-- Material for this task --
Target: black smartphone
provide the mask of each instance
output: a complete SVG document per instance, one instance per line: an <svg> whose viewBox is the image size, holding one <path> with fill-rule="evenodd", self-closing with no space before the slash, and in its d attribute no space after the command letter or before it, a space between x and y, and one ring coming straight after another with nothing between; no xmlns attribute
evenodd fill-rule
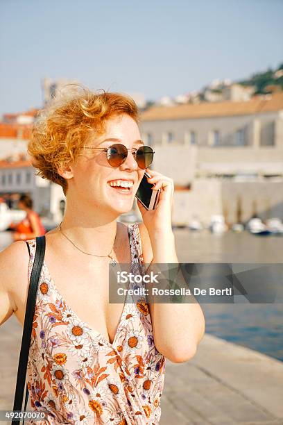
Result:
<svg viewBox="0 0 283 425"><path fill-rule="evenodd" d="M155 210L158 205L160 189L153 190L153 184L147 181L148 177L151 176L146 172L135 196L147 210Z"/></svg>

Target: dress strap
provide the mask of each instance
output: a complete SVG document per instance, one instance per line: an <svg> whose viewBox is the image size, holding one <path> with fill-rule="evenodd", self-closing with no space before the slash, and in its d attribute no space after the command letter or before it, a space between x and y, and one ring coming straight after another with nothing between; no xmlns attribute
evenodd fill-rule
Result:
<svg viewBox="0 0 283 425"><path fill-rule="evenodd" d="M132 269L134 274L142 274L144 273L144 262L138 224L131 223L128 224L128 232L130 241Z"/></svg>

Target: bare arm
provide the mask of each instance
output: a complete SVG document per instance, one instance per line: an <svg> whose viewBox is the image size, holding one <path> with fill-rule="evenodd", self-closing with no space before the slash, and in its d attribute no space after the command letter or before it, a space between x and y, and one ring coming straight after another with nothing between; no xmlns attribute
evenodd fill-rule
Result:
<svg viewBox="0 0 283 425"><path fill-rule="evenodd" d="M0 325L25 299L28 263L28 252L23 241L13 242L0 252Z"/></svg>

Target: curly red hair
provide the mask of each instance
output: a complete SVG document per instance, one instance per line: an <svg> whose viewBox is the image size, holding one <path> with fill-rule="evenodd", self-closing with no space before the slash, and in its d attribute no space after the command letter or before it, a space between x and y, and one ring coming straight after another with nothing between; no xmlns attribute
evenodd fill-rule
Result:
<svg viewBox="0 0 283 425"><path fill-rule="evenodd" d="M139 124L137 106L128 95L66 86L40 112L31 130L28 152L37 175L60 185L66 194L67 183L58 168L76 160L91 134L103 134L109 118L123 114Z"/></svg>

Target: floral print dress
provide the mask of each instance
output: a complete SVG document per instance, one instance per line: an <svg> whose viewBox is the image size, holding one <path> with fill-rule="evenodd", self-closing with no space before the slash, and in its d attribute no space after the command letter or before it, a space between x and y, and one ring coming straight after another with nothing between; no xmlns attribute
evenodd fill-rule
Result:
<svg viewBox="0 0 283 425"><path fill-rule="evenodd" d="M137 223L128 224L131 272L144 273ZM30 251L28 278L36 240ZM129 284L130 288L143 283ZM130 301L130 302L129 302ZM46 419L28 424L157 425L165 358L155 348L144 298L125 303L111 344L80 319L45 262L38 285L27 368L31 404Z"/></svg>

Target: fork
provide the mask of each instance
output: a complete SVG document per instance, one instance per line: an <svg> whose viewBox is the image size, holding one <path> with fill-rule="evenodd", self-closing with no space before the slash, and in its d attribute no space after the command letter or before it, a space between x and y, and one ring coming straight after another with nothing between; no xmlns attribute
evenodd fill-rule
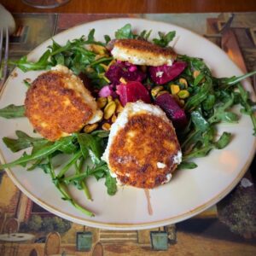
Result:
<svg viewBox="0 0 256 256"><path fill-rule="evenodd" d="M5 45L3 46L3 33L5 32ZM3 52L4 49L4 55ZM0 91L7 79L8 73L8 57L9 57L9 28L3 29L1 27L0 31ZM3 63L2 63L3 60Z"/></svg>

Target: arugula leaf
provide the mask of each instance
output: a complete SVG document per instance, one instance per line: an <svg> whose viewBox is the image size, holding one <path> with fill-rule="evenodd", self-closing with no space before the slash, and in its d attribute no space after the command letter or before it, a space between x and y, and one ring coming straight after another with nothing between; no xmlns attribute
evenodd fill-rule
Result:
<svg viewBox="0 0 256 256"><path fill-rule="evenodd" d="M138 35L138 38L139 39L143 39L143 40L148 40L150 34L152 32L152 30L147 31L147 30L143 30L139 35Z"/></svg>
<svg viewBox="0 0 256 256"><path fill-rule="evenodd" d="M117 30L114 33L116 39L132 39L134 35L131 32L131 25L126 24L123 27Z"/></svg>
<svg viewBox="0 0 256 256"><path fill-rule="evenodd" d="M253 136L256 136L256 116L253 113L253 108L255 103L253 103L250 101L248 92L243 88L243 86L241 84L238 84L237 87L241 96L241 105L243 106L241 112L250 116L253 125Z"/></svg>
<svg viewBox="0 0 256 256"><path fill-rule="evenodd" d="M153 43L157 44L160 47L166 47L168 46L169 43L173 40L176 35L175 31L171 31L168 33L164 33L161 32L158 32L159 38L154 38Z"/></svg>
<svg viewBox="0 0 256 256"><path fill-rule="evenodd" d="M222 149L225 148L231 140L231 133L224 131L218 142L215 143L215 147L218 149Z"/></svg>
<svg viewBox="0 0 256 256"><path fill-rule="evenodd" d="M217 123L220 121L224 121L228 123L235 123L238 120L238 116L232 112L226 111L227 108L233 106L234 103L234 94L231 93L229 99L224 103L218 104L214 107L214 113L208 119L208 122Z"/></svg>
<svg viewBox="0 0 256 256"><path fill-rule="evenodd" d="M209 123L198 110L191 112L191 119L197 131L201 131L203 132L209 128Z"/></svg>
<svg viewBox="0 0 256 256"><path fill-rule="evenodd" d="M197 93L195 93L189 98L185 104L185 109L190 112L192 109L198 107L207 98L210 91L212 90L212 81L210 78L207 77L206 81L200 86Z"/></svg>
<svg viewBox="0 0 256 256"><path fill-rule="evenodd" d="M15 106L14 104L8 105L7 107L0 109L0 116L5 119L15 119L25 116L25 107Z"/></svg>
<svg viewBox="0 0 256 256"><path fill-rule="evenodd" d="M84 157L90 154L92 162L99 164L104 150L102 138L87 133L79 133L77 138Z"/></svg>
<svg viewBox="0 0 256 256"><path fill-rule="evenodd" d="M108 44L111 41L111 38L108 35L105 35L104 39L106 41L106 44Z"/></svg>
<svg viewBox="0 0 256 256"><path fill-rule="evenodd" d="M49 145L48 147L44 147L37 152L32 153L31 154L24 154L16 160L14 160L8 164L0 165L0 169L13 167L17 165L26 165L27 162L32 160L36 160L38 159L41 159L43 157L47 157L58 150L61 146L63 146L65 143L67 143L67 141L70 138L63 137L60 139L59 141L55 142L54 144Z"/></svg>

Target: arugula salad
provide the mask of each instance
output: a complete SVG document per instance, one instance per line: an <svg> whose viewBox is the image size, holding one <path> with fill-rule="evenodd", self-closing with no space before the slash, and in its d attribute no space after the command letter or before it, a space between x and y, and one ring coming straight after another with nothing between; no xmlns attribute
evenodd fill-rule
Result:
<svg viewBox="0 0 256 256"><path fill-rule="evenodd" d="M173 31L167 33L160 32L158 38L151 38L150 33L151 31L143 31L137 34L131 26L126 24L115 32L114 38L105 35L105 42L100 42L95 38L95 30L92 29L87 37L67 41L65 45L52 40L52 44L38 61L30 61L26 56L12 61L10 64L23 72L45 71L56 65L66 66L74 74L85 77L86 81L90 81L90 91L104 114L104 110L111 104L115 106L115 110L110 116L106 114L96 125L86 125L80 132L55 142L32 137L24 131L16 131L16 138L3 138L6 147L12 152L29 148L32 151L30 154L24 153L13 162L0 165L0 169L17 165L26 167L28 172L40 168L49 175L63 200L68 201L84 214L94 216L92 212L75 201L68 192L68 187L76 186L78 189L84 191L88 200L91 200L93 195L90 194L90 184L86 179L94 177L97 180L105 179L108 195L116 193L116 179L110 175L107 163L101 157L114 119L126 102L143 99L145 89L150 96L150 103L160 106L176 127L183 152L178 169L195 168L195 158L207 156L211 150L222 149L230 143L232 135L228 131L218 135L217 125L239 121L239 116L232 112L233 106L240 106L241 113L251 118L253 125L252 132L256 136L255 102L250 100L249 92L241 84L242 79L256 74L256 71L240 77L216 78L202 59L177 55L177 61L183 64L177 67L172 65L174 67L172 69L171 66L170 70L166 67L165 69L152 67L154 73L159 74L154 77L150 74L151 67L134 67L116 61L112 56L111 45L114 40L146 40L161 48L168 48L176 35ZM169 76L167 79L161 76L163 72ZM139 81L143 89L132 90L131 85L130 92L132 95L125 94L124 98L120 92L120 89L124 88L117 88L120 86L119 84L125 84L125 81ZM27 80L24 80L24 86L31 85ZM167 106L166 102L170 102ZM182 118L173 109L182 113ZM25 107L13 104L6 106L0 109L0 116L5 119L25 117ZM53 160L59 154L70 157L56 172ZM86 164L88 160L91 164ZM73 169L72 175L68 172L71 169Z"/></svg>

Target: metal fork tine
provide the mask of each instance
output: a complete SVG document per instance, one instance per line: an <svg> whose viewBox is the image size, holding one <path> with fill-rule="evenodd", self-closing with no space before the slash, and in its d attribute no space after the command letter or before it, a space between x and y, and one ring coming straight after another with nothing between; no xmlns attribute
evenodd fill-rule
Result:
<svg viewBox="0 0 256 256"><path fill-rule="evenodd" d="M9 59L9 28L6 28L5 32L5 49L4 49L4 60L3 60L3 81L7 78L8 72L8 59Z"/></svg>
<svg viewBox="0 0 256 256"><path fill-rule="evenodd" d="M0 65L2 63L3 38L3 27L1 27L1 32L0 32ZM1 66L0 66L0 67L1 67Z"/></svg>

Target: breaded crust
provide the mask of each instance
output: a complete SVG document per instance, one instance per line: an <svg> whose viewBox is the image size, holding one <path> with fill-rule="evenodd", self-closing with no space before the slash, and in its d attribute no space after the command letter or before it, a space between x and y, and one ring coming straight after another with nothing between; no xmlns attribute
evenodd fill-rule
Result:
<svg viewBox="0 0 256 256"><path fill-rule="evenodd" d="M152 43L138 39L119 39L111 51L113 56L135 65L172 65L177 54L172 48L162 48Z"/></svg>
<svg viewBox="0 0 256 256"><path fill-rule="evenodd" d="M34 129L48 140L55 141L87 124L96 103L72 73L49 71L33 81L26 93L25 108Z"/></svg>
<svg viewBox="0 0 256 256"><path fill-rule="evenodd" d="M124 184L153 189L166 182L166 175L174 172L178 151L171 123L150 113L136 113L113 140L109 167Z"/></svg>

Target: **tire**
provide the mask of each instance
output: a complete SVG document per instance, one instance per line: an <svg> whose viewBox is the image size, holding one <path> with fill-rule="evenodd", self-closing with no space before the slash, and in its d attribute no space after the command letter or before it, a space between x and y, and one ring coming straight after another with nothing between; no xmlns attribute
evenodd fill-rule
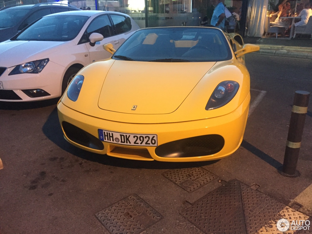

-- Requirements --
Express the lines of the records from the line with "Target: metal fork tine" to the line with "184L153 189L166 182L166", both included, as a JSON list of strings with one string per line and blank lines omitted.

-- Task output --
[
  "Target: metal fork tine",
  "provide the mask of each instance",
  "output: a complete SVG document per instance, one instance per line: an <svg> whose viewBox is the image size, holding one <path> with fill-rule=\"evenodd\", self-closing with no space before the slash, and in its d attribute no space after the command letter or before it, a space between x and y, and one ring coming straight after another with nothing between; no xmlns attribute",
  "evenodd fill-rule",
  "Result:",
  "<svg viewBox=\"0 0 256 256\"><path fill-rule=\"evenodd\" d=\"M9 59L9 28L6 28L5 32L5 49L4 49L4 60L3 60L3 81L7 78L8 72L8 59Z\"/></svg>",
  "<svg viewBox=\"0 0 256 256\"><path fill-rule=\"evenodd\" d=\"M0 65L2 63L3 38L3 27L1 27L1 32L0 32ZM1 66L0 66L0 67L1 67Z\"/></svg>",
  "Target: breaded crust",
  "provide the mask of each instance",
  "output: a complete SVG document per instance, one instance per line: an <svg> whose viewBox is the image size, holding one <path> with fill-rule=\"evenodd\", self-closing with no space before the slash, and in its d attribute no space after the command letter or before it, a space between x and y, and one ring coming straight after another with nothing between; no xmlns attribute",
  "evenodd fill-rule",
  "Result:",
  "<svg viewBox=\"0 0 256 256\"><path fill-rule=\"evenodd\" d=\"M152 43L138 39L119 39L111 51L113 56L135 65L172 65L177 54L172 48L162 48Z\"/></svg>",
  "<svg viewBox=\"0 0 256 256\"><path fill-rule=\"evenodd\" d=\"M34 129L48 140L55 141L87 124L96 103L72 73L49 71L33 81L26 93L25 108Z\"/></svg>",
  "<svg viewBox=\"0 0 256 256\"><path fill-rule=\"evenodd\" d=\"M124 184L153 189L166 182L166 175L174 172L178 151L171 123L150 113L136 113L113 140L109 167Z\"/></svg>"
]